▸ **WHAT THE TASK REQUIRES**:
Print every record below exactly as written.

▸ **DATASET RECORDS**:
# # #

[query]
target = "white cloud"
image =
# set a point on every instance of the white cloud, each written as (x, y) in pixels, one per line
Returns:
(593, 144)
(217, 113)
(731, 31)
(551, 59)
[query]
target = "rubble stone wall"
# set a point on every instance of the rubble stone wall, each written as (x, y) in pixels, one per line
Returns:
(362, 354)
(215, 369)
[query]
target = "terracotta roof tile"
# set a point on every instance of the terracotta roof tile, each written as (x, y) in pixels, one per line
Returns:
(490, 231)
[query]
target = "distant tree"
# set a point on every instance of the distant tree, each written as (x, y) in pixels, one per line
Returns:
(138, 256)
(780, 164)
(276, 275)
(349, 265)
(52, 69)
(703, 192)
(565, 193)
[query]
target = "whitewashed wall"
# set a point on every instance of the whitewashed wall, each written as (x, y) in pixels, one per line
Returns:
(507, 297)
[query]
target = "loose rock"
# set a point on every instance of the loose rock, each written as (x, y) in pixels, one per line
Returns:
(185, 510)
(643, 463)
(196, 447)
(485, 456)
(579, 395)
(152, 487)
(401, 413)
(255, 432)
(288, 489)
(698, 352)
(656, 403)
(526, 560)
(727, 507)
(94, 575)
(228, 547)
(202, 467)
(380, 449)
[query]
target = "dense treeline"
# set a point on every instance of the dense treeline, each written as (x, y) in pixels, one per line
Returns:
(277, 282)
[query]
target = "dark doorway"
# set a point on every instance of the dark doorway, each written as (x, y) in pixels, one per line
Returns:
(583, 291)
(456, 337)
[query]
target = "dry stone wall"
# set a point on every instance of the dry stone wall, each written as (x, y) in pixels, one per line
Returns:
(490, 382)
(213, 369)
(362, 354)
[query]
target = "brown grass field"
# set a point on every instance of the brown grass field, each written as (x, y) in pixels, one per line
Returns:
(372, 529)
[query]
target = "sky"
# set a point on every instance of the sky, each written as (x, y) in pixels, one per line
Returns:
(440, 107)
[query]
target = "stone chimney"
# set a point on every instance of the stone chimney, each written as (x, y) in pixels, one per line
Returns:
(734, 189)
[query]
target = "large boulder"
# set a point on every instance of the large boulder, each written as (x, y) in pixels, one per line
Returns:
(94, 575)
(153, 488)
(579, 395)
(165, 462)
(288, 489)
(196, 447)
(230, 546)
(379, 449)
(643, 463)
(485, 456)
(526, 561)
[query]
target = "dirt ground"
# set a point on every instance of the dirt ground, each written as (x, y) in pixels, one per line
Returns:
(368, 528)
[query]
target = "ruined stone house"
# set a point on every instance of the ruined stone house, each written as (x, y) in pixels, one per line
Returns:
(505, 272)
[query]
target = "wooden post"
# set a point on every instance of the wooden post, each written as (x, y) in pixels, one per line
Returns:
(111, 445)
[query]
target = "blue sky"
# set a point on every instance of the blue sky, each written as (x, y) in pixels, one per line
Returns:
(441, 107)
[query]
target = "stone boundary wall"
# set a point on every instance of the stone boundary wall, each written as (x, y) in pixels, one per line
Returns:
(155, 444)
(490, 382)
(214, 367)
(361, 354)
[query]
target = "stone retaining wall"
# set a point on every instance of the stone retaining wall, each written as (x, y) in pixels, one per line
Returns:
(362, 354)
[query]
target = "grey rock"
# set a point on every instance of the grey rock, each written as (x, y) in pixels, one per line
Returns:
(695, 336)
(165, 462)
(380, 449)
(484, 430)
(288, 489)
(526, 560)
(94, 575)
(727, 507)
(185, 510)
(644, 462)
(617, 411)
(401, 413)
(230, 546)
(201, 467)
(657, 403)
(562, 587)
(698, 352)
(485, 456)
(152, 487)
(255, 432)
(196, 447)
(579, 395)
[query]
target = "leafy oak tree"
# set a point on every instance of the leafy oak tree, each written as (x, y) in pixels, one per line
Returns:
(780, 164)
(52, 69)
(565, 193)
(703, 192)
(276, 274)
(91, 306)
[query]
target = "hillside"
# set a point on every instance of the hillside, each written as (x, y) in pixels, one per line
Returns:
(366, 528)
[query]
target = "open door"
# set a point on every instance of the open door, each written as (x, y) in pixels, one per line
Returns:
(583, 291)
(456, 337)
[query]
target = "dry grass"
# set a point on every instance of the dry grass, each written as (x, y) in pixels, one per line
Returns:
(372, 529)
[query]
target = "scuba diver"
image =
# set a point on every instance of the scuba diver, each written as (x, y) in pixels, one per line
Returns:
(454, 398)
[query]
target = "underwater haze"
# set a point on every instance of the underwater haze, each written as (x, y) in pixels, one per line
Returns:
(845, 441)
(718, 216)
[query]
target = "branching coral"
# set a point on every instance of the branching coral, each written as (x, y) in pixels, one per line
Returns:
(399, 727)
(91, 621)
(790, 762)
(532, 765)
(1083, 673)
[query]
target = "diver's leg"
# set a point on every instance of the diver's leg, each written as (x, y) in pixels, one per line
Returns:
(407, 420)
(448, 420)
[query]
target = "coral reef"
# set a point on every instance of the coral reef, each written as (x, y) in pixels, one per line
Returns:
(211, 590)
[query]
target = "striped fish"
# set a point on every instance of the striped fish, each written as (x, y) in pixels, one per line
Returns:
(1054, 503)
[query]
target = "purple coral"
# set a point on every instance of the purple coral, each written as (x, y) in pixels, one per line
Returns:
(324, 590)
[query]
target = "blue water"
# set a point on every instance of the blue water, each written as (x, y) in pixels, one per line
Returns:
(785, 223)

# # #

▸ **REPLY TO THE EXERCISE**:
[query]
target = "white cloud"
image =
# set a point on every instance of the white cloud, each written as (x, y) in pixels, one per line
Returns:
(593, 144)
(217, 113)
(731, 31)
(551, 59)
[query]
target = "rubble stone wall"
# set a point on every instance of the rubble stone wall, each written as (x, y) in pixels, one per line
Returns:
(362, 354)
(215, 369)
[query]
target = "terracotta roof tile"
# set a point on every instance of the terracotta roof tile, each written as (x, y) in pixels, one per line
Returns:
(490, 231)
[query]
target = "distant tree"
# set a point on every instance of the distant tree, each written as (x, y) in pixels, one per line
Returns:
(138, 256)
(780, 164)
(276, 275)
(349, 265)
(52, 69)
(703, 192)
(565, 193)
[query]
target = "whitewashed wall"
# set a point on every instance of the whitewashed wall, each written as (x, y) in pixels, one per line
Returns:
(507, 297)
[query]
target = "loose rock"
# set a point on every instance of the loose rock, each written as (x, y) in pixels, one per line
Returns:
(185, 510)
(643, 463)
(196, 447)
(485, 456)
(579, 395)
(152, 487)
(401, 413)
(255, 432)
(288, 489)
(698, 352)
(656, 403)
(526, 560)
(727, 507)
(94, 575)
(228, 547)
(202, 467)
(380, 449)
[query]
target = "dense treeline"
# set a point on every instance of the dense treeline, each written as (x, y) in pixels, one per line
Returns:
(277, 282)
[query]
target = "dark doorway"
# set a point on every instance of the dark doorway, each written as (x, y) in pixels, one per line
Returns:
(583, 291)
(456, 337)
[query]
target = "dry stone wall"
# set a point on every instance of the dry stone wall, each written as (x, y) in pixels, one per line
Returns:
(490, 382)
(213, 369)
(362, 354)
[query]
target = "brown grass field"
# set a point on every instance of the brown grass field, each written as (x, y) in pixels, one per line
Returns:
(372, 529)
[query]
target = "sky"
# set a point on every instance of the sky, each written as (x, y) in pixels, one per line
Returns:
(440, 107)
[query]
target = "stone chimney"
# set a point on every instance of the stone chimney, each written as (x, y) in pixels, one per line
Returns:
(734, 189)
[query]
target = "large boulder"
# set a point on every instance of the large boulder, each written as (x, y) in pixels, one per line
Returns:
(94, 575)
(153, 488)
(579, 395)
(165, 462)
(288, 489)
(196, 447)
(230, 546)
(379, 449)
(643, 463)
(485, 456)
(526, 561)
[query]
target = "dirt ground"
# set a point on every instance of the dirt ground, each written as (x, y) in pixels, one per line
Returns:
(368, 528)
[query]
target = "ruined stone house"
# set a point on every instance of the ruined stone house, each written as (x, y) in pixels, one per line
Returns:
(505, 272)
[query]
target = "wooden post"
# set a point on every instance of the wooden post, each written as (x, y) in pixels, one per line
Returns:
(111, 445)
[query]
target = "blue sky"
# set a point on every instance of the blue sky, each written as (x, y) in pixels, one per line
Returns:
(441, 107)
[query]
target = "stone boundary wall"
# set a point on every instance of the stone boundary wall, each written as (x, y) in pixels, one per line
Returns:
(155, 444)
(490, 382)
(214, 367)
(361, 354)
[query]
target = "stone retaining wall"
# set a point on every instance of the stone retaining wall, each written as (x, y) in pixels, one per line
Returns:
(362, 354)
[query]
target = "grey rock"
# set a point on every instance of the grey rock, each written as (x, y) in pixels, one per line
Returns:
(695, 336)
(165, 462)
(380, 449)
(484, 430)
(288, 489)
(526, 560)
(94, 575)
(727, 507)
(185, 510)
(644, 462)
(617, 411)
(401, 413)
(230, 546)
(201, 467)
(657, 403)
(562, 587)
(698, 352)
(485, 456)
(152, 487)
(255, 432)
(196, 447)
(579, 395)
[query]
target = "leafy oak tree"
# set a point on every instance of the leafy oak tree, each written as (x, y) in pixels, one per line
Returns:
(780, 164)
(52, 69)
(565, 193)
(703, 192)
(276, 274)
(91, 306)
[query]
target = "hillside"
# set a point on every instance of the hillside, each written as (x, y) in pixels, one per line
Returns:
(366, 528)
[query]
target = "open door"
# set a point on every instance of the open door, each written as (x, y) in pixels, one per line
Returns:
(583, 291)
(456, 337)
[query]
target = "dry grass"
# set a point on every instance of the dry grass, each written as (x, y) in pixels, one per line
Returns:
(372, 529)
[query]
target = "scuba diver"
image =
# set a point on every instance of the scuba diver, each written as (x, y) in pixels, one per line
Returns:
(454, 398)
[query]
target = "underwater haze"
# set a point on every instance of the underwater haze, each written as (x, y) in pixels, one per line
Returns:
(845, 441)
(718, 216)
[query]
target = "branching coral"
# set a point on every instance of the branching coral, each written as (x, y) in pixels, one per line
Returns:
(399, 727)
(91, 621)
(790, 762)
(532, 765)
(1083, 673)
[query]
target = "diver's leg"
# set a point on every instance of the diver's leg, each written as (x, y) in pixels, one per line
Returns:
(407, 420)
(448, 420)
[query]
target = "coral reef"
# set a point on every instance of the coral reef, each written as (x, y) in pixels, one per line
Returns:
(211, 590)
[query]
target = "striped fish"
# set a point on every instance of the striped fish, each written as (x, y) in pixels, one per line
Returns:
(1054, 503)
[query]
target = "purple coral"
# set a point on every instance of the purple coral, each written as (x, y) in pixels, one per line
Returns:
(324, 590)
[query]
target = "blue water"
# set a point on every instance of the blue water, each written as (x, y) in pixels, one per line
Returns:
(785, 223)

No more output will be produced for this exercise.